## GIVEN REQUEST
Copy out the rows below word for word, without the pictures.

## RAW RECORDS
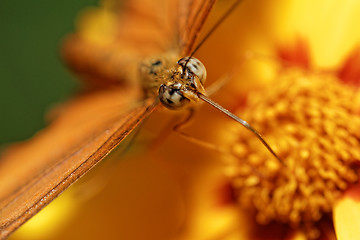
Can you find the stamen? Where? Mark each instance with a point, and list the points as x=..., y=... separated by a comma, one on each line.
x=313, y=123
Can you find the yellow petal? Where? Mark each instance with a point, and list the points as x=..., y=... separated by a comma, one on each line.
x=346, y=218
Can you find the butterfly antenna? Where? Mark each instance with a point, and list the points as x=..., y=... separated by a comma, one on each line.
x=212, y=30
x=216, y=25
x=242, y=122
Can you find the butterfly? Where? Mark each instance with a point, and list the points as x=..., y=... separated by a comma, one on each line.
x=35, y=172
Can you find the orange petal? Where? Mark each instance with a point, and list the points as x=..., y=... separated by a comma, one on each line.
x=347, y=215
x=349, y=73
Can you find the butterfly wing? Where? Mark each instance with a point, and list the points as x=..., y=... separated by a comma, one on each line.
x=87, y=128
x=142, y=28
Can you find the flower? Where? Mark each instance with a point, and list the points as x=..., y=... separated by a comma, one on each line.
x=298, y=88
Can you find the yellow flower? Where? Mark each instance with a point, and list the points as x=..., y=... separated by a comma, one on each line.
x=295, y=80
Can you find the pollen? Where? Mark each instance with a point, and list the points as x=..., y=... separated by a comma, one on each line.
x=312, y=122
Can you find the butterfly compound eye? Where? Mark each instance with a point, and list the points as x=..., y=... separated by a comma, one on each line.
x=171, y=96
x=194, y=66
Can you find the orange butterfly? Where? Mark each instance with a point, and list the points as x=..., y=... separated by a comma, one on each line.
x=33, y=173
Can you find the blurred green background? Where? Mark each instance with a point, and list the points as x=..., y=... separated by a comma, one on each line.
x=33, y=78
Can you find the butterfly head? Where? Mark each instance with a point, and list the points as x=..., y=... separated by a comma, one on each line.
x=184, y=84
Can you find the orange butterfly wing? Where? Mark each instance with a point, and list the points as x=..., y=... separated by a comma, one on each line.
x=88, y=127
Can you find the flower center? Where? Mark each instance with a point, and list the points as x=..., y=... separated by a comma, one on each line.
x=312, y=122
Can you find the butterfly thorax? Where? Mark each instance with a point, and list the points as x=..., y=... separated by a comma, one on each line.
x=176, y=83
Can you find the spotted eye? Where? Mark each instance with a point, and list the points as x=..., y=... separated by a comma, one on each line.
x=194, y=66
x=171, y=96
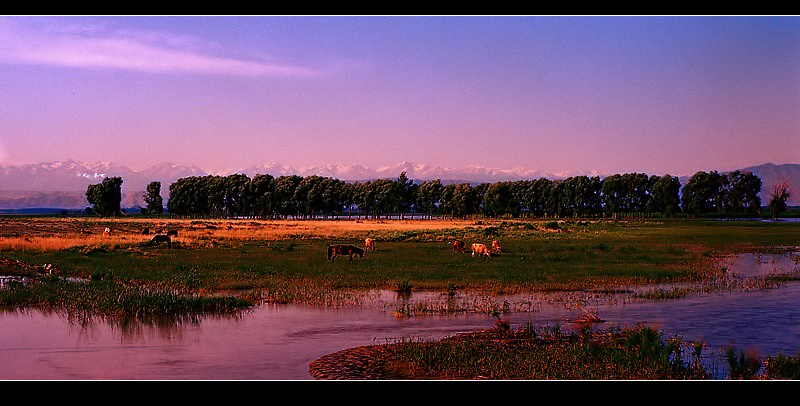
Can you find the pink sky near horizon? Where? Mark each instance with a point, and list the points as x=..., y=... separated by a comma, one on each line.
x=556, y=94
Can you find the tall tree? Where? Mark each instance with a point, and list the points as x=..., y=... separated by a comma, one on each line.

## RIGHT ANSWER
Can you find the stamen? Where? Mark each instance with a point, and list the points as x=..., y=... separated by a comma, one on each line.
x=313, y=123
Can you find the yellow petal? Where? Mark each instance with a point, and list the points as x=..., y=... separated by a comma, one on each line.
x=346, y=218
Can you find the butterfly antenna? Where? Mark each instance with a point, and list the points as x=..., y=... separated by a comma, one on each line.
x=212, y=30
x=216, y=25
x=242, y=122
Can you find the butterfly? Where? Mark each instance with a point, and list the points as x=..., y=... separated by a comma, one on each line.
x=35, y=172
Can you find the orange petal? Where? Mark each instance with a point, and list the points as x=..., y=... separated by a comma, one on each line.
x=347, y=215
x=349, y=73
Can you find the butterfly wing? Where? Mark each instance with a point, and list the points as x=..., y=... separated by a comma, one on each line.
x=87, y=128
x=142, y=28
Can you find the flower? Where? Mark each instance with a point, and list the points as x=..., y=... separated by a comma, one on each line.
x=298, y=88
Can you find the yellow flower? Where? Mark each instance with a point, and list the points as x=..., y=... separated by a comma, one on each line.
x=295, y=80
Can you find the pollen? Where? Mark each instance with a point, and list the points as x=..., y=... separated by a comma, one on each line.
x=312, y=122
Can you find the butterfly compound eye? Where? Mark each instance with a point, and list the points as x=..., y=... separated by a comma, one on each line.
x=171, y=96
x=194, y=66
Can you find the orange butterfly? Where? Mark each instance with a point, and list the points as x=..., y=... separated by a comma, one on each line.
x=33, y=173
Can you find the blurred green background? Where? Mark each instance with a point, and list the points as x=..., y=... separated by a comma, one on each line.
x=33, y=78
Can you find the butterfly head? Where? Mark each instance with a point, and list the points as x=..., y=... separated by a comma, one on each line.
x=184, y=84
Can you find the orange butterfly wing? Where? Mark each instance with a point, and list the points as x=..., y=... separated by a comma, one on each line.
x=88, y=127
Can you find the flower center? Where? Mark each instance with a point, and list the points as x=..., y=... separated by a comma, one on each line.
x=312, y=122
Can you find the butterfly thorax? Where? Mark each instance with a point, and list the points as x=..., y=... separated by a comma, one on each line.
x=176, y=83
Can you find the spotted eye? Where? Mark each instance with a point, and list the points as x=..., y=... separated by a comma, one on each line.
x=194, y=66
x=171, y=96
Can you find the pink sky near horizon? Where? Mark each instance with a point, and list the points as x=..., y=... separated by a comma, one on each line.
x=556, y=94
Can you find the tall tree? Where? Mark each instance with a point, and list the points as x=..., y=... separated by a comma, one on each line.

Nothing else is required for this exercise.